- The problem
In the data that follows, find the line containing "Note: in this practice we tag every instance of the silver"; then quote that line and every line after it, exactly, through the last one.

-- BEGIN --

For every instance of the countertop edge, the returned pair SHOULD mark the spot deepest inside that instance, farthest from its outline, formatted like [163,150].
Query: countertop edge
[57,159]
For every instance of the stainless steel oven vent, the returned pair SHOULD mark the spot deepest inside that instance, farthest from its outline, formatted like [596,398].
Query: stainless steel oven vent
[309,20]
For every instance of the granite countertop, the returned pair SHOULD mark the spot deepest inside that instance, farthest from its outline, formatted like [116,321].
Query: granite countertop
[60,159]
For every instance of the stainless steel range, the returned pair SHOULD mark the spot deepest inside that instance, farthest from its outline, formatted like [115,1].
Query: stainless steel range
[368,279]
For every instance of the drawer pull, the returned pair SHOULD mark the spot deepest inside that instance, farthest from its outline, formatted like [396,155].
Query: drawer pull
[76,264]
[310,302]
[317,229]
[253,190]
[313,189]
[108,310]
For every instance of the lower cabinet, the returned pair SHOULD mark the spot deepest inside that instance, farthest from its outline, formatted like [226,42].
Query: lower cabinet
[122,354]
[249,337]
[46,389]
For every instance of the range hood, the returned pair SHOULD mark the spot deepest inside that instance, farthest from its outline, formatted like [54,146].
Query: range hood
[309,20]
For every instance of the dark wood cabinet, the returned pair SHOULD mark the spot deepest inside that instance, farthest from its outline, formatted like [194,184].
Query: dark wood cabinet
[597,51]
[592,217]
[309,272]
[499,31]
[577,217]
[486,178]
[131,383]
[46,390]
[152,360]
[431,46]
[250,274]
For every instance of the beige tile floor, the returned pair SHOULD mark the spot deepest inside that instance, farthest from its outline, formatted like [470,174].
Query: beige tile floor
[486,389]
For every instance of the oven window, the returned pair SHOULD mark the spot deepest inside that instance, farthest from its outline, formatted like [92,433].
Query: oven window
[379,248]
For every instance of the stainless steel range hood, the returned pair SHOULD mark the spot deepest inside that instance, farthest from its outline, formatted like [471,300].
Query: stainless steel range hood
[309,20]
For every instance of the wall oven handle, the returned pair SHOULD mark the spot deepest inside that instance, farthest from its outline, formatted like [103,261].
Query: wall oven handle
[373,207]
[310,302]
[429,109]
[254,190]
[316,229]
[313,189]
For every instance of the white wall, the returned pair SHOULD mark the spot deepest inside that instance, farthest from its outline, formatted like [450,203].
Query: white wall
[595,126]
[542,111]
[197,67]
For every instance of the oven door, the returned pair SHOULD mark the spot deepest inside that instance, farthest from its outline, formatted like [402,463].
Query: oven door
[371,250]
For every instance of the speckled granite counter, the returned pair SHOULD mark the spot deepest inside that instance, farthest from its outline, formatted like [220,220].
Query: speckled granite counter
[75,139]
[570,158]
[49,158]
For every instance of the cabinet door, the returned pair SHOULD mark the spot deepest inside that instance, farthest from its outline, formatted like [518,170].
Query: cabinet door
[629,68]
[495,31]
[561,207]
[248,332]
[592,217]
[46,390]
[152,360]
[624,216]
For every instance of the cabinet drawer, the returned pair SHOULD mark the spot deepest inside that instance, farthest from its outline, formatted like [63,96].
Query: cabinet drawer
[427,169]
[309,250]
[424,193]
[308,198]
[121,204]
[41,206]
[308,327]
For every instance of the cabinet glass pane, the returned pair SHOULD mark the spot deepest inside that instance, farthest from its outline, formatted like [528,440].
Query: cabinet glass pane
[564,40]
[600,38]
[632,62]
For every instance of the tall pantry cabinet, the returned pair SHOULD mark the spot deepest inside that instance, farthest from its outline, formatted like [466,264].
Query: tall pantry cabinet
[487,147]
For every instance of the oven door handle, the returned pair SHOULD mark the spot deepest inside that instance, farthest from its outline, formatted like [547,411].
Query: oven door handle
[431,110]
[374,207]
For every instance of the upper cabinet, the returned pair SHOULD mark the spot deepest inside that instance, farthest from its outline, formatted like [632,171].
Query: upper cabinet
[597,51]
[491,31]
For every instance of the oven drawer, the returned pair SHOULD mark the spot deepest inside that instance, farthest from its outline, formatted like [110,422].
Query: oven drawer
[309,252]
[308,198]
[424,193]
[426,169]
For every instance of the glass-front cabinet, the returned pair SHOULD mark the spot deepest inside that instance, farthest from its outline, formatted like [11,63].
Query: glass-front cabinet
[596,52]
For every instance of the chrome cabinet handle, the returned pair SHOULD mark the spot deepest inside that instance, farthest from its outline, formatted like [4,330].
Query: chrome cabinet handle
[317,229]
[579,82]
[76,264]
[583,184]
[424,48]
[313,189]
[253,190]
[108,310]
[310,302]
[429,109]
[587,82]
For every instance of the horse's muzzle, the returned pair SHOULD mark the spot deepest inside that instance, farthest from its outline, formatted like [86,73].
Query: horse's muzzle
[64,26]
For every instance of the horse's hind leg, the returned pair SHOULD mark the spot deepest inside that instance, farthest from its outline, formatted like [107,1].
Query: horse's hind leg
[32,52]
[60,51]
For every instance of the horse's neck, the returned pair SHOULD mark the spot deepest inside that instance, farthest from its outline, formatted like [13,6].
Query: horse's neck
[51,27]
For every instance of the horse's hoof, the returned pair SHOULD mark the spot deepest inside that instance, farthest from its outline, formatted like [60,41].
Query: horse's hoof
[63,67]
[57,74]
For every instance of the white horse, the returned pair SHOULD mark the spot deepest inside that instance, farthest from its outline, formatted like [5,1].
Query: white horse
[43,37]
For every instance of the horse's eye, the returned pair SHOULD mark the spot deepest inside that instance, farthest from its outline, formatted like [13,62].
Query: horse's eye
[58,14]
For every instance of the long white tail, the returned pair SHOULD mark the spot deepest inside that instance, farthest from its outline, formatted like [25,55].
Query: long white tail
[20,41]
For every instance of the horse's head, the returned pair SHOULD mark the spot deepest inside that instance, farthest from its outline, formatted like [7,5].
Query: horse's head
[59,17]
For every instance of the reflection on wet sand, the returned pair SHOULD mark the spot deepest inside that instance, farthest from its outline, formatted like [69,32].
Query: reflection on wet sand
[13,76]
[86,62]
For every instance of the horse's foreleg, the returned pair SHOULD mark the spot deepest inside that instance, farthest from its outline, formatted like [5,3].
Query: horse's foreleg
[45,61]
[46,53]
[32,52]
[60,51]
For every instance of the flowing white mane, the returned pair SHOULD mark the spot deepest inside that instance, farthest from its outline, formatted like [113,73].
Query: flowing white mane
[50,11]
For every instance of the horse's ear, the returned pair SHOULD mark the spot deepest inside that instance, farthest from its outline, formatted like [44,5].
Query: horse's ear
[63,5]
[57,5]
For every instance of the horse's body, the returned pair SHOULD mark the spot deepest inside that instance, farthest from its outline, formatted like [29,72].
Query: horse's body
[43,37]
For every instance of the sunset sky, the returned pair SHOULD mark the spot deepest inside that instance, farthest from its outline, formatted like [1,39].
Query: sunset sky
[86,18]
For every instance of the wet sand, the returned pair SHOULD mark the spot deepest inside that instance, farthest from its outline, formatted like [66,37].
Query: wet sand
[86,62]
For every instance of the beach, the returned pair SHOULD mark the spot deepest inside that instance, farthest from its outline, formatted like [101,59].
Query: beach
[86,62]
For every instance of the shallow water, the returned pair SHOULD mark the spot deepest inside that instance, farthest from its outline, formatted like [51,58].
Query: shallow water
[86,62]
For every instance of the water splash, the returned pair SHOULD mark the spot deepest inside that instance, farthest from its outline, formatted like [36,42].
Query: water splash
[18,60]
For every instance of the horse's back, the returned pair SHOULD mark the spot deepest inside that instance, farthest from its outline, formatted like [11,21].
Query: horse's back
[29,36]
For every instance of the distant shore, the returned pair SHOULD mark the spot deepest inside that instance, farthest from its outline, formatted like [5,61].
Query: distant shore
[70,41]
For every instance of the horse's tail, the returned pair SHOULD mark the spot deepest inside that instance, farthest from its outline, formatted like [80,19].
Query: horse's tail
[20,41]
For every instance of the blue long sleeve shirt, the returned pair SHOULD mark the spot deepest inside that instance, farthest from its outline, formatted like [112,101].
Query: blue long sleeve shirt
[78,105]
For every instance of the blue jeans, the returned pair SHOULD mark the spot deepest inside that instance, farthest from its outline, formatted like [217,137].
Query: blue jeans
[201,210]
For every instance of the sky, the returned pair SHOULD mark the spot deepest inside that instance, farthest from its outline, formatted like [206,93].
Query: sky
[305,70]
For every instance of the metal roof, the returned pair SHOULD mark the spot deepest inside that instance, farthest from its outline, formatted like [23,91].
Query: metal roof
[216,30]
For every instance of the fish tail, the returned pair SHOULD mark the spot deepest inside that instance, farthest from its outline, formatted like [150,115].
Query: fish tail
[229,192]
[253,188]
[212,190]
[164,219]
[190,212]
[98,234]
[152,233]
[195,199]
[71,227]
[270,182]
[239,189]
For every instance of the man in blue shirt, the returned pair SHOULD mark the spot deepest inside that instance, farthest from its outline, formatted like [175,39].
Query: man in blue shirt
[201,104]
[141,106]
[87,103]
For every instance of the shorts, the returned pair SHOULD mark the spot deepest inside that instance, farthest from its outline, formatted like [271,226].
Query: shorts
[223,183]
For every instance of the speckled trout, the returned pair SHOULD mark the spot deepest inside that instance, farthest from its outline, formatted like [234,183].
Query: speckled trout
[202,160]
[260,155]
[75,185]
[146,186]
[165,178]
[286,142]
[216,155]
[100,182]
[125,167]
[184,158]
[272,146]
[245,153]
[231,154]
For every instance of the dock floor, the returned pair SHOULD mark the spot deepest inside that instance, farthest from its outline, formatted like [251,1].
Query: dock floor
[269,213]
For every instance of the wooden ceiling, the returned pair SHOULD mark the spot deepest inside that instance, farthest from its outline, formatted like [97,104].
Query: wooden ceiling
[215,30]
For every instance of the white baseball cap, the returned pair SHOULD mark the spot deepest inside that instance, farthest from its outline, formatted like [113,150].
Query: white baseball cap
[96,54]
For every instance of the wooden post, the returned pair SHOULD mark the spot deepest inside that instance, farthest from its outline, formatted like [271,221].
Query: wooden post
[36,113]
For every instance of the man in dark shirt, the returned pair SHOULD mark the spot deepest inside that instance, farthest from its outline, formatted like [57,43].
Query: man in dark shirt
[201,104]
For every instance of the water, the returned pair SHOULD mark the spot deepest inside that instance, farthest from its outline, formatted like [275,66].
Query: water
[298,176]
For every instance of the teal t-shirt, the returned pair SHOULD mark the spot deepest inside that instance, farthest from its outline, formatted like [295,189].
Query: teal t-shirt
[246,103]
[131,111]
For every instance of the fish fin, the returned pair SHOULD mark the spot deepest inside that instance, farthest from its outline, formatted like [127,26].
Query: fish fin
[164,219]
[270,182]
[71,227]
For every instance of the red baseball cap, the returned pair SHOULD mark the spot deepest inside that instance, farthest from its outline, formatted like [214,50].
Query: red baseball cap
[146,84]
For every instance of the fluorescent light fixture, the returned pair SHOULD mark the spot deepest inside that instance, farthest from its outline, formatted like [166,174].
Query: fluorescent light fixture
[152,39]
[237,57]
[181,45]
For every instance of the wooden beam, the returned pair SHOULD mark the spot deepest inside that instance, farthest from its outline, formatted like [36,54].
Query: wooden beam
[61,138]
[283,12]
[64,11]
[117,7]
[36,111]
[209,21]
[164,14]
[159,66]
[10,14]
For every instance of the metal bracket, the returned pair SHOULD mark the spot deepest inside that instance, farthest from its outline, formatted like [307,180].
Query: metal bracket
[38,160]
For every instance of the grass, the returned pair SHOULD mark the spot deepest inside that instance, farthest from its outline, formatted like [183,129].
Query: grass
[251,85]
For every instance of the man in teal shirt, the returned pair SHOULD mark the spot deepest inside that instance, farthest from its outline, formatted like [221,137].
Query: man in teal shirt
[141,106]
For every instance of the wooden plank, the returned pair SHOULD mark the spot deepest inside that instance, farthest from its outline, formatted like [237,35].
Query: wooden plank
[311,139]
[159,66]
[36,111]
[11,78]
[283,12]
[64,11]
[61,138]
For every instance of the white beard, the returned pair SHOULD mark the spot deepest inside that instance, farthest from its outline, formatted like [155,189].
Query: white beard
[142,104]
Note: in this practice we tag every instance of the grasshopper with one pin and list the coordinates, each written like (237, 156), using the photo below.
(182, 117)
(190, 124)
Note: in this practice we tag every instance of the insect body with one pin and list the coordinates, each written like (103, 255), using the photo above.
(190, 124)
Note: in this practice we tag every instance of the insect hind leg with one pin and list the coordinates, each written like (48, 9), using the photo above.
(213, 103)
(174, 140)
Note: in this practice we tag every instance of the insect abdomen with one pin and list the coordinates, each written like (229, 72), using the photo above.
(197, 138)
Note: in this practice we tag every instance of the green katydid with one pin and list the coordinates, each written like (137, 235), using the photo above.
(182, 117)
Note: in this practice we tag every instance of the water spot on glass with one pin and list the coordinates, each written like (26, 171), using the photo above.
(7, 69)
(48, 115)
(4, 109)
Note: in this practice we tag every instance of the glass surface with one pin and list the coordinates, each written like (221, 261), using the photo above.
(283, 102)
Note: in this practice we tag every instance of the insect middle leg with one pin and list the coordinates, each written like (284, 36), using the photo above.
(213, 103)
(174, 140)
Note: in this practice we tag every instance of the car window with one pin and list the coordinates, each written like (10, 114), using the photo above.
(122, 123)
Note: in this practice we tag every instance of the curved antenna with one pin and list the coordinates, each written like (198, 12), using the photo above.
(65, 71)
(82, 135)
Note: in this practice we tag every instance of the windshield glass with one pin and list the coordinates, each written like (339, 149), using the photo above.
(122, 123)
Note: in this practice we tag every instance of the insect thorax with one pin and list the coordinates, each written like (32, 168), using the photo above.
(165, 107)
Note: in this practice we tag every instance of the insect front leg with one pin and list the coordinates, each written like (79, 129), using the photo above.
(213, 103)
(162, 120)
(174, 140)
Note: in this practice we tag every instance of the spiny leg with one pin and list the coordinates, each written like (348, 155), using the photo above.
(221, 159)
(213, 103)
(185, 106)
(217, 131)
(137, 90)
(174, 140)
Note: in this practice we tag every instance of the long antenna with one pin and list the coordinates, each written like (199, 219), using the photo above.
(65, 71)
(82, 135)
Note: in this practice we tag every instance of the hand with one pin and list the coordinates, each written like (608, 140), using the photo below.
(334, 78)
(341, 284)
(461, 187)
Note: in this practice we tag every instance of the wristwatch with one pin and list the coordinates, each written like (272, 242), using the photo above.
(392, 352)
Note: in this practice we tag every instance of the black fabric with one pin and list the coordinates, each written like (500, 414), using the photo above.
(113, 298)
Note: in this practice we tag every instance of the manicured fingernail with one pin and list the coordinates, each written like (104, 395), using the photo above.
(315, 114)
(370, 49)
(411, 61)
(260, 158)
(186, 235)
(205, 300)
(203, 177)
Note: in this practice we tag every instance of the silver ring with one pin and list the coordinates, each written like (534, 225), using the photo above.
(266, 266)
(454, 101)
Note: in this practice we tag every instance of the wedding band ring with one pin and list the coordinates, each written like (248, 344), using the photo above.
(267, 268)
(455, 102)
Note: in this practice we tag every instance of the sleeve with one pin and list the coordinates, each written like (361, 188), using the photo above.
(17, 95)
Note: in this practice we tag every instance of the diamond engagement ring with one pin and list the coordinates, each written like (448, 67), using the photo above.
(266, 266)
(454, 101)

-- END --

- Response for this exercise
Note: in this practice we tag every instance of the silver ring with one pin and list the coordinates, each written like (534, 225), using the photo above.
(266, 266)
(454, 101)
Note: in this practice we tag every instance of the wedding band ring with one pin and list the coordinates, each written like (248, 344), using the photo above.
(267, 268)
(455, 102)
Note: in this practice we tag every instance of the sleeve with one pin and list the coordinates, each written like (361, 188), using the photo above.
(17, 95)
Note: in this practice we tag every instance of the diamond engagement ring with one pin and list the coordinates, each written like (448, 67), using the photo above.
(266, 266)
(454, 101)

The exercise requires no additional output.